◆ **WHAT YOU ARE ASKED TO DO**: Pictures do not belong in the copy. Return all of the entries exactly.

[Data entries]
---*---
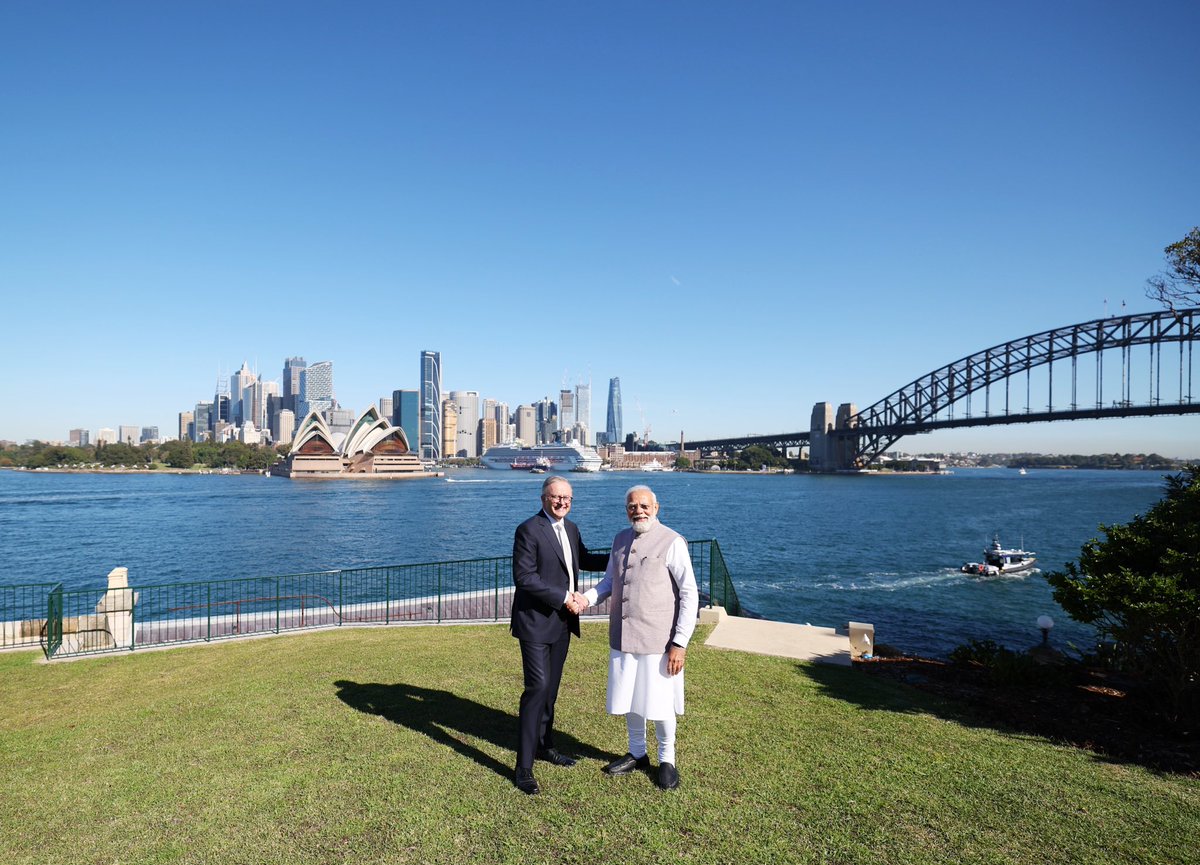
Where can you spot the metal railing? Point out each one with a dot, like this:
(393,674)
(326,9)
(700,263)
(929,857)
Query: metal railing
(23,614)
(81,622)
---*---
◆ **ANSWER FOR THE TASK**:
Where can you spot the metal railing? Point out each one with a dot, like this:
(393,674)
(326,9)
(700,263)
(929,857)
Query: metal railing
(23,614)
(81,622)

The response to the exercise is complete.